Data for processing:

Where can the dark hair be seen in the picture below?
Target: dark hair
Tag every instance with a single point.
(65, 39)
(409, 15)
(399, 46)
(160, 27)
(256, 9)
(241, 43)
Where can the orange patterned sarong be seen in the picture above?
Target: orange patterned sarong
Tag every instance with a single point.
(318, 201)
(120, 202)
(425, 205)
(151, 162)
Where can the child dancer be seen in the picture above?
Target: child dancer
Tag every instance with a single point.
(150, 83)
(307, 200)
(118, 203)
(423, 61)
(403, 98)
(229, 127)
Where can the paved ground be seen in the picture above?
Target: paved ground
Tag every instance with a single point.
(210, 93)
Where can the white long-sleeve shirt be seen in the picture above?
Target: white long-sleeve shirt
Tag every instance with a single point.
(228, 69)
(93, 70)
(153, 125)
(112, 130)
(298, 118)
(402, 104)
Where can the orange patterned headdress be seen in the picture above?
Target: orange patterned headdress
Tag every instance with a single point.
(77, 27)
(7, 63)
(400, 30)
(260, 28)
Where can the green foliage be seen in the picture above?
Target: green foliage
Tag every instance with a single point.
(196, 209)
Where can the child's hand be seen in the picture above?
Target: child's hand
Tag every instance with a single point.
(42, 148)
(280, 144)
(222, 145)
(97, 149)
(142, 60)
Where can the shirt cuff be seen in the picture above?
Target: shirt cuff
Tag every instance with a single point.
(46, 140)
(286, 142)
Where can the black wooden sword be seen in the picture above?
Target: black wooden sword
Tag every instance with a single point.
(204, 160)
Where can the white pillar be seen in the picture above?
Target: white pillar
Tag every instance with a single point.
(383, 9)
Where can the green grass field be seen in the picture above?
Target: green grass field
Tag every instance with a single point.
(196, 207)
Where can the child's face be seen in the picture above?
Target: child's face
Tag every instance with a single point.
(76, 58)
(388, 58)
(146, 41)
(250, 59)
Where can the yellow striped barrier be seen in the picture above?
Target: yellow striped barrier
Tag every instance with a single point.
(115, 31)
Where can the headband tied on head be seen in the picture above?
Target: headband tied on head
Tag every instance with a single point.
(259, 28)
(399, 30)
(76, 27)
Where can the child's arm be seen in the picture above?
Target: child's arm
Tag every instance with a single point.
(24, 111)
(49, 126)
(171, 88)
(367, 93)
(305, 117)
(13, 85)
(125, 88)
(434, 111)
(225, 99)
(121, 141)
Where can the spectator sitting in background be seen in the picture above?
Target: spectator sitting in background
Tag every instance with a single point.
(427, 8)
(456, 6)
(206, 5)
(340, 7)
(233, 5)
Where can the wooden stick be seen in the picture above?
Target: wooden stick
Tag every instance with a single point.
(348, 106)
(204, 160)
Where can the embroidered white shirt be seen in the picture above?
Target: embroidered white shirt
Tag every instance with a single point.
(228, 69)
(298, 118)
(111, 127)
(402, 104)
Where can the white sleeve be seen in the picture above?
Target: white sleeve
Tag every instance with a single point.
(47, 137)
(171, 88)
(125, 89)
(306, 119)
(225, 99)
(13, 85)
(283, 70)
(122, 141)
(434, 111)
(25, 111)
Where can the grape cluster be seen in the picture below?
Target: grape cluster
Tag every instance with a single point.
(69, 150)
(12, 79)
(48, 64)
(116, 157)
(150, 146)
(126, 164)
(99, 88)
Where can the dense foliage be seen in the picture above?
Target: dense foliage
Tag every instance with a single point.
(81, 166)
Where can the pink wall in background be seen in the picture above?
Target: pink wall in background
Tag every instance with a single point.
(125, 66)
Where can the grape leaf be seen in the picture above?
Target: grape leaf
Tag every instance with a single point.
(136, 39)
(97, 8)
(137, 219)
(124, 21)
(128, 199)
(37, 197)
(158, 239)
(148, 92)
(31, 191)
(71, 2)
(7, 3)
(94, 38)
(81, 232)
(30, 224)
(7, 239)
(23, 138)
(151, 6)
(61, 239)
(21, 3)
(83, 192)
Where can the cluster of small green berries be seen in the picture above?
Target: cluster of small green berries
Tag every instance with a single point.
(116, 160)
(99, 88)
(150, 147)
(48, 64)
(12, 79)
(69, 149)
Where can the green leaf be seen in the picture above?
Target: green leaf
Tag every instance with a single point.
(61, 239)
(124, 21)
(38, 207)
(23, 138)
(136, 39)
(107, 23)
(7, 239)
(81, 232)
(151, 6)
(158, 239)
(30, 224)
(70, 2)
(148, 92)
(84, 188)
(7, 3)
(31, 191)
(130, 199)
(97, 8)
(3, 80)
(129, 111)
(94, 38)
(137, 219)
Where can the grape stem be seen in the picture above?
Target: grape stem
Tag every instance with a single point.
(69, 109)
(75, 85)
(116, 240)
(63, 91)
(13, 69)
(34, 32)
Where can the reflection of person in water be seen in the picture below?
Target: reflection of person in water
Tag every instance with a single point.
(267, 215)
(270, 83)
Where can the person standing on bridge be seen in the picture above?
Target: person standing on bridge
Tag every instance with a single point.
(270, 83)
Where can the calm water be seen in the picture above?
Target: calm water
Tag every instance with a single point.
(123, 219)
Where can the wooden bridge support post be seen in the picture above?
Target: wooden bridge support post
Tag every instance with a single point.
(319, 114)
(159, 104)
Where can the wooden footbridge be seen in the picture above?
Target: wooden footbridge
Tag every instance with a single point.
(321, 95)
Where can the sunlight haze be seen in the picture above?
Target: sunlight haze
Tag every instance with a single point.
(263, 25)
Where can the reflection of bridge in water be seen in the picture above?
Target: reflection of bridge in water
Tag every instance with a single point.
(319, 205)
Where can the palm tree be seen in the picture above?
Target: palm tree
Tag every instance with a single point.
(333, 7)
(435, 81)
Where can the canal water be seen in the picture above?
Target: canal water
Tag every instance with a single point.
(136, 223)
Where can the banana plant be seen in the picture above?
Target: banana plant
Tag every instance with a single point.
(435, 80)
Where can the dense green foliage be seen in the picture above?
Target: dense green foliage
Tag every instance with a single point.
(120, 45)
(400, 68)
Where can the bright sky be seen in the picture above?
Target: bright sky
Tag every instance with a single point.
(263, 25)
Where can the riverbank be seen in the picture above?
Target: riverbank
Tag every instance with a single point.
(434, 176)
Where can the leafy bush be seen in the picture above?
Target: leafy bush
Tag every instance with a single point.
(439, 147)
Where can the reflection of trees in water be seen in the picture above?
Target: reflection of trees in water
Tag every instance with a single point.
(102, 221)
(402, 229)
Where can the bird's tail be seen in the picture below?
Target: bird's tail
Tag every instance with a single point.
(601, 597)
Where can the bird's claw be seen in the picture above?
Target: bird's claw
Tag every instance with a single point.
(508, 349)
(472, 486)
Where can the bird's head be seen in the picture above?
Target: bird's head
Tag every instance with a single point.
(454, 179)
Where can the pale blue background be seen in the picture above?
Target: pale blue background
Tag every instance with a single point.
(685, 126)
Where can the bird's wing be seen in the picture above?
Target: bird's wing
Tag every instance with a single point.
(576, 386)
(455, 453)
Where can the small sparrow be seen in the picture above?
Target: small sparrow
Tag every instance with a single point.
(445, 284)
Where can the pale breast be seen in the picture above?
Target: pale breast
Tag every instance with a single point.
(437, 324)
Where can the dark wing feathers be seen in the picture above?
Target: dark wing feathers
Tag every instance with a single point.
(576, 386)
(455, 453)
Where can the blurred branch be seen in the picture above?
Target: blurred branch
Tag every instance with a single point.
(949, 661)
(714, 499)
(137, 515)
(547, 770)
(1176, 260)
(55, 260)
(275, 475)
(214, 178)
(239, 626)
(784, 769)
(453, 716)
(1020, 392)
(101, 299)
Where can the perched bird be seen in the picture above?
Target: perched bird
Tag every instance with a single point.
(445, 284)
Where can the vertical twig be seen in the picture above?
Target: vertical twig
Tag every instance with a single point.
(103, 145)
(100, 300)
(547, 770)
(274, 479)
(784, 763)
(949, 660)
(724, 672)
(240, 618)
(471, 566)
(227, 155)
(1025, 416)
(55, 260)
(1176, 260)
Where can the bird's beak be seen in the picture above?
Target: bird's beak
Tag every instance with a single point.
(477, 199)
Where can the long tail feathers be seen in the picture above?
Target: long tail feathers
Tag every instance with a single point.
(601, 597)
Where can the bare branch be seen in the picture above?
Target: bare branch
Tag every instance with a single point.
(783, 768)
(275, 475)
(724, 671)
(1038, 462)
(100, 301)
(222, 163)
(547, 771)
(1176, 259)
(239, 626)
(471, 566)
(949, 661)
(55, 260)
* * *
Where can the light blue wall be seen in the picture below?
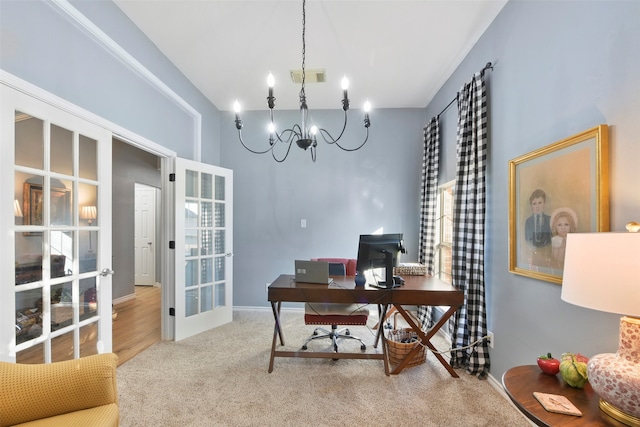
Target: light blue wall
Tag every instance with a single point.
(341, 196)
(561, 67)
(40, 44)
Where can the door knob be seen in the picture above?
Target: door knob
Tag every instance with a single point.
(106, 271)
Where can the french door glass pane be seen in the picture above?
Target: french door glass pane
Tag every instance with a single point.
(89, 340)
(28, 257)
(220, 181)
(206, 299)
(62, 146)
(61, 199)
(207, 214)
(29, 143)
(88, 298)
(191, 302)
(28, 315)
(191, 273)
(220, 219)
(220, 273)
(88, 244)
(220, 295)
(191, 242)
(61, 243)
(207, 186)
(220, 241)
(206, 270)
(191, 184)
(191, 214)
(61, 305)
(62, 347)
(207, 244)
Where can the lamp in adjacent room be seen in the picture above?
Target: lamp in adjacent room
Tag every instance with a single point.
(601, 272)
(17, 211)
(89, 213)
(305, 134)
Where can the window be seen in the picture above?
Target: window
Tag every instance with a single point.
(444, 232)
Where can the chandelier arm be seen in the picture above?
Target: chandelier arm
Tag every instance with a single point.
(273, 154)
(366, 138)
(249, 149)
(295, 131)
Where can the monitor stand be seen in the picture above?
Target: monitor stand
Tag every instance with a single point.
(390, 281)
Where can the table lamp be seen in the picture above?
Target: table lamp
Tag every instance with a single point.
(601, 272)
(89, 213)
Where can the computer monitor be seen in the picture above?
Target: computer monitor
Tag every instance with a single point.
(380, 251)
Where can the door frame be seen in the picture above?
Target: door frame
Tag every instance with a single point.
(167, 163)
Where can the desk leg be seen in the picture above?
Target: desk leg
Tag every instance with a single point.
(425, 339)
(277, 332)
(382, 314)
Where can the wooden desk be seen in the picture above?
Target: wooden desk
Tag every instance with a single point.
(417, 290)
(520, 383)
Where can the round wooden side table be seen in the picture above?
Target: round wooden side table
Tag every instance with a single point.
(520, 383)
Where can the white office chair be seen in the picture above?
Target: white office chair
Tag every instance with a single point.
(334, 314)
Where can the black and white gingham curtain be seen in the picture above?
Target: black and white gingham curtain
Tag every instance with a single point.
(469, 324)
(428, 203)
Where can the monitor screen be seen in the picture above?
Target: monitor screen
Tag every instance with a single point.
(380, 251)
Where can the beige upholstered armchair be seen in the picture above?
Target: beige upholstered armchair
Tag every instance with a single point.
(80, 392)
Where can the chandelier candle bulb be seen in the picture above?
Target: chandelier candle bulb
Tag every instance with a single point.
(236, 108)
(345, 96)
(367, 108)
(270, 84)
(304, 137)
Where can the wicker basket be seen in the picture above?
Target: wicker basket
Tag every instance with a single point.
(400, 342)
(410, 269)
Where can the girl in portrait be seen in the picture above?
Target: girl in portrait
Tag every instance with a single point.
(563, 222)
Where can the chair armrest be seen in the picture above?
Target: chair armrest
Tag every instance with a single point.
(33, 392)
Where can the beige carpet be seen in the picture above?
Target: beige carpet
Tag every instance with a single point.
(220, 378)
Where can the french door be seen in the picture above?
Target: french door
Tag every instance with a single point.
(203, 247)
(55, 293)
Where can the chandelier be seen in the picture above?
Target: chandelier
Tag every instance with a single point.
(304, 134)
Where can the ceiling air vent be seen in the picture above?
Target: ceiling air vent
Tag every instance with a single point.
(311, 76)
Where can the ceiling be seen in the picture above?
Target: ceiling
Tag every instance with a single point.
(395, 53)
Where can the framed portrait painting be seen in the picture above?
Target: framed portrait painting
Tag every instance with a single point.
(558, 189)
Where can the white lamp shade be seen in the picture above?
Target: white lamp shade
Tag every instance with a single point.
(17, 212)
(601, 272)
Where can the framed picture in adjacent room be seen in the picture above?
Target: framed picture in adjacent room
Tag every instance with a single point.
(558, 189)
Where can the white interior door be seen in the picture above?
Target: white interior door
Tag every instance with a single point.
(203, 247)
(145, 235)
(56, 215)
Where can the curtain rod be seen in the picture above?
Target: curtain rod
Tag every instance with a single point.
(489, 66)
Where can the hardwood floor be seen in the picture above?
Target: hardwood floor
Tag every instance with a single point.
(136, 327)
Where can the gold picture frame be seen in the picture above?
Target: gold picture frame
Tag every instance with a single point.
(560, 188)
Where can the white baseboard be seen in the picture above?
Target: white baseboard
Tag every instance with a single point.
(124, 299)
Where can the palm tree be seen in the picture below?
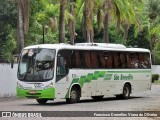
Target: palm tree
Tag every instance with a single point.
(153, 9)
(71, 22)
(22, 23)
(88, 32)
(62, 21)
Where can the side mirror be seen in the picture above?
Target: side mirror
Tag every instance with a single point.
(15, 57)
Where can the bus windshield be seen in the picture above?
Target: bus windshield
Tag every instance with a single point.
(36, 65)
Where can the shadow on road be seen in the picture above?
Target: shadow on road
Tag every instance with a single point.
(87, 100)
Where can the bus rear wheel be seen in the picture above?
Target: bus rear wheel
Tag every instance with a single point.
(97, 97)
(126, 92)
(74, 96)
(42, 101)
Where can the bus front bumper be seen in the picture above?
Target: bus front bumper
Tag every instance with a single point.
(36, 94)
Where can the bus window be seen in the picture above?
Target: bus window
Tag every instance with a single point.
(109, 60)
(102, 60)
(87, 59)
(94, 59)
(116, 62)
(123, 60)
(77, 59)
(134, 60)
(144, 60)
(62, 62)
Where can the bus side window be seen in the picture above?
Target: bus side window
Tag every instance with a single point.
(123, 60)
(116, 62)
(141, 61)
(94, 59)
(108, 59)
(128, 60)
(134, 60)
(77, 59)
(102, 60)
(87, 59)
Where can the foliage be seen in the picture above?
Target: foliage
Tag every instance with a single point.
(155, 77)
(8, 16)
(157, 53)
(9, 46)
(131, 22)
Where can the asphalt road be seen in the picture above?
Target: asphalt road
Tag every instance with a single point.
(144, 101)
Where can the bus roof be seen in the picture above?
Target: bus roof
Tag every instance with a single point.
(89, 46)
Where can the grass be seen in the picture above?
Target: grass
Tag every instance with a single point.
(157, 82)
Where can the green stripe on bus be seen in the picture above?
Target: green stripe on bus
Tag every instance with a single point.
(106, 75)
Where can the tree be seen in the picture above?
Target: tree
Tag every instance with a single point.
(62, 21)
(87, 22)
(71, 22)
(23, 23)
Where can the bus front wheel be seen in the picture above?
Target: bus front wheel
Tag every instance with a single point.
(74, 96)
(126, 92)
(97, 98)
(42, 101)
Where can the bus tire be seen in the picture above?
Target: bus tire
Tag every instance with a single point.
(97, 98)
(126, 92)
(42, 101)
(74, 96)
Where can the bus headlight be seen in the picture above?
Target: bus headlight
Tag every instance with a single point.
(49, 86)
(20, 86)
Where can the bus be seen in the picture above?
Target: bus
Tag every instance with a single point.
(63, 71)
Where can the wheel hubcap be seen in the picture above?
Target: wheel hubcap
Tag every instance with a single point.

Exercise prompt: Gather every line of the items above that contains the word "feathers".

Problem solution:
Where can the dark wing feathers be seen in the picture above?
Target: dark wing feathers
Where can the long tail feathers be seen in the picture above?
Target: long tail feathers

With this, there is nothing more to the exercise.